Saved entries
════

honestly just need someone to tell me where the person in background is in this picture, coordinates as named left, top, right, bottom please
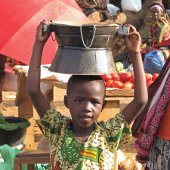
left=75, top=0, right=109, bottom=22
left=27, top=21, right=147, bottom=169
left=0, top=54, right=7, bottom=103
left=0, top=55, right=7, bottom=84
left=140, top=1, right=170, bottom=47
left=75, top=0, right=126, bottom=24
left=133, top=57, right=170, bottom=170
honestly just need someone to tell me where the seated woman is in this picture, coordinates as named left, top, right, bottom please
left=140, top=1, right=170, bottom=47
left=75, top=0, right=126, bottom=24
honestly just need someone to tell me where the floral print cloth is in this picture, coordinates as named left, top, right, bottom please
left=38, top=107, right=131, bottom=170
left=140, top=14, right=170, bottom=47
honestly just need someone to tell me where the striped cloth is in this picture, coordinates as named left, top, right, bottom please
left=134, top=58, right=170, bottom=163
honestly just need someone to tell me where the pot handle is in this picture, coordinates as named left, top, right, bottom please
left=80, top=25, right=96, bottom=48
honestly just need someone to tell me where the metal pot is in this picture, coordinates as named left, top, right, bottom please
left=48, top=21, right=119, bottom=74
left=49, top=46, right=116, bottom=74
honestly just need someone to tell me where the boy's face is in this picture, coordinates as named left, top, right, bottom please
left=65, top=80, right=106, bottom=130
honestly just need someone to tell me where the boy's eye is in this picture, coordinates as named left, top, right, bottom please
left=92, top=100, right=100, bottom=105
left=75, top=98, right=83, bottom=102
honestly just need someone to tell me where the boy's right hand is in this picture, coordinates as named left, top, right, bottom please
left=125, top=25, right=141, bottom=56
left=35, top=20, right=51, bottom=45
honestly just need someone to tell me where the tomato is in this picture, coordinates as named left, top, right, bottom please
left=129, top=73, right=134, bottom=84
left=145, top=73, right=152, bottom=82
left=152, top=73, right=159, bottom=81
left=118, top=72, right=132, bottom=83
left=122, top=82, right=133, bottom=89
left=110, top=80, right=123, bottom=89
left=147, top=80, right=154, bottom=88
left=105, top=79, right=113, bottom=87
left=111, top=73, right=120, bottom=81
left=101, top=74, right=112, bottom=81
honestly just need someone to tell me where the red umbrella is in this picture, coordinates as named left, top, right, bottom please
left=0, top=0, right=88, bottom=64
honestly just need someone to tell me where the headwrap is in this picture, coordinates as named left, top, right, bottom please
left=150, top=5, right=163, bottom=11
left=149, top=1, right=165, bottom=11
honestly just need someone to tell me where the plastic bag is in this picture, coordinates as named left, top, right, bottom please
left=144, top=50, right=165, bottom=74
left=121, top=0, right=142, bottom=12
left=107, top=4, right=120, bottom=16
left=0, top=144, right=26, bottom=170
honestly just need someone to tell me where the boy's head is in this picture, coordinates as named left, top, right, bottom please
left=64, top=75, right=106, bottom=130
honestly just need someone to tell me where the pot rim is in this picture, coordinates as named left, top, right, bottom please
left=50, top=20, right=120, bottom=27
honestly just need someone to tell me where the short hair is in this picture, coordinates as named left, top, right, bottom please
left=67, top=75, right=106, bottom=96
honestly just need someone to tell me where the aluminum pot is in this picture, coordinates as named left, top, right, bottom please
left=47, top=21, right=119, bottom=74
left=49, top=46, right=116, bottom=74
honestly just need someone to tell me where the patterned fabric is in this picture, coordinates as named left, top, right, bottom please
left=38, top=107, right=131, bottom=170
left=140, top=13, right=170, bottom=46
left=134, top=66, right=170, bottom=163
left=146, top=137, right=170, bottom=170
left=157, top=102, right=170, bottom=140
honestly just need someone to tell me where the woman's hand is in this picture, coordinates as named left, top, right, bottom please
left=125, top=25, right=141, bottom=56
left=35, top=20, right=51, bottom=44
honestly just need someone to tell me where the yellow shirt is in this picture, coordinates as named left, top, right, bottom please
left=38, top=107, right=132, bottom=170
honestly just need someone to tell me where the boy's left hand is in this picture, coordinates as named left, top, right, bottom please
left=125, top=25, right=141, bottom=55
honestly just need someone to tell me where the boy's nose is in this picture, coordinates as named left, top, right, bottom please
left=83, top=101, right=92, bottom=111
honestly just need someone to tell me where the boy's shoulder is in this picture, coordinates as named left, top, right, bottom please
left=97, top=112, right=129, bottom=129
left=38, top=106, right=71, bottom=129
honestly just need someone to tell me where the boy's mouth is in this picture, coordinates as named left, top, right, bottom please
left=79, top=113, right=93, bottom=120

════

EXERCISE. Please write out all the entries above again exactly as they appear, skipping any images.

RESULT FOR THIS EXERCISE.
honestly just need someone to tell me where the person in background is in this picture, coordinates as named left, top, right, bottom please
left=75, top=0, right=109, bottom=22
left=27, top=21, right=147, bottom=169
left=0, top=54, right=7, bottom=103
left=0, top=55, right=7, bottom=84
left=140, top=1, right=170, bottom=47
left=75, top=0, right=126, bottom=24
left=133, top=57, right=170, bottom=170
honestly just need someone to tell me where the seated woman is in this picture, coordinates as named left, top, right, bottom please
left=140, top=1, right=170, bottom=47
left=75, top=0, right=126, bottom=24
honestly just need someone to tell me where the floral print cloth is in this picture, coordinates as named left, top, right, bottom please
left=38, top=107, right=131, bottom=170
left=140, top=14, right=170, bottom=47
honestly just need someone to tell me where the striped cloth is in this picture, coordinates as named left, top, right, bottom please
left=134, top=58, right=170, bottom=163
honestly just need someone to tell me where the pot handle is in this picture, coordinates as named left, top, right, bottom please
left=80, top=25, right=96, bottom=48
honestly just need someone to tell me where the metal pot is in this picture, coordinates as named left, top, right, bottom please
left=48, top=21, right=119, bottom=74
left=49, top=46, right=116, bottom=74
honestly just need someone to tell me where the boy's face is in this picture, coordinates as named left, top, right, bottom please
left=65, top=80, right=106, bottom=130
honestly just need someone to tell me where the boy's eye is in this picture, coordinates as named left, top, right, bottom please
left=92, top=100, right=100, bottom=105
left=75, top=98, right=83, bottom=102
honestly just need someone to tell me where the boy's right hand is in this picture, coordinates as named left, top, right, bottom please
left=125, top=25, right=141, bottom=56
left=35, top=20, right=51, bottom=45
honestly just need someone to tell me where the tomato is in this picture, coordinates as named left, top, right, bottom please
left=129, top=73, right=134, bottom=84
left=145, top=73, right=152, bottom=82
left=152, top=73, right=159, bottom=81
left=118, top=72, right=132, bottom=83
left=122, top=82, right=133, bottom=89
left=110, top=80, right=123, bottom=89
left=147, top=80, right=154, bottom=88
left=105, top=79, right=113, bottom=87
left=111, top=73, right=120, bottom=81
left=101, top=74, right=112, bottom=81
honestly just need someone to tell me where the red umbrella is in this picture, coordinates as named left, top, right, bottom please
left=0, top=0, right=88, bottom=64
honestly just need someone to tell me where the headwrap is in this picture, coordinates as named left, top, right, bottom please
left=150, top=5, right=163, bottom=11
left=149, top=1, right=165, bottom=11
honestly just need someone to tell me where the plastic bag is in this picture, coordinates as named left, top, right, bottom please
left=144, top=50, right=165, bottom=74
left=121, top=0, right=142, bottom=12
left=107, top=4, right=120, bottom=16
left=0, top=144, right=26, bottom=170
honestly just need someone to tell me where the boy's head is in this picture, coordinates as named left, top, right, bottom please
left=64, top=75, right=106, bottom=130
honestly just need someone to tell me where the pot rim is in this picture, coordinates as named left, top, right, bottom please
left=50, top=20, right=120, bottom=27
honestly just need someone to tell me where the short hair is in this picture, coordinates as named left, top, right, bottom please
left=67, top=75, right=106, bottom=96
honestly just need someone to tell me where the aluminum pot is in this picture, coordinates as named left, top, right, bottom please
left=47, top=21, right=119, bottom=74
left=49, top=46, right=116, bottom=74
honestly just need someone to tell me where the patterned fabric is in this picture, coordinates as named left, top, right, bottom please
left=38, top=107, right=131, bottom=170
left=140, top=13, right=170, bottom=46
left=134, top=66, right=170, bottom=163
left=146, top=137, right=170, bottom=170
left=157, top=102, right=170, bottom=140
honestly just need someone to tell me where the woman's hand is in this picture, coordinates as named left, top, right, bottom please
left=125, top=25, right=141, bottom=56
left=35, top=20, right=51, bottom=44
honestly just need someone to tell me where the yellow shirt is in this picture, coordinates as named left, top, right, bottom please
left=38, top=107, right=132, bottom=170
honestly just need someone to tell me where the boy's left hand is in this picture, coordinates as named left, top, right, bottom please
left=125, top=25, right=141, bottom=55
honestly just need someone to tell me where the boy's nose is in this picture, coordinates as named left, top, right, bottom please
left=83, top=101, right=92, bottom=111
honestly just need someone to tell me where the boy's shoulder is in this picture, coordinates as named left, top, right, bottom please
left=97, top=112, right=129, bottom=129
left=38, top=106, right=71, bottom=129
honestly just need someone to tell me where the boy's mouth is in this picture, coordinates as named left, top, right, bottom please
left=79, top=113, right=93, bottom=120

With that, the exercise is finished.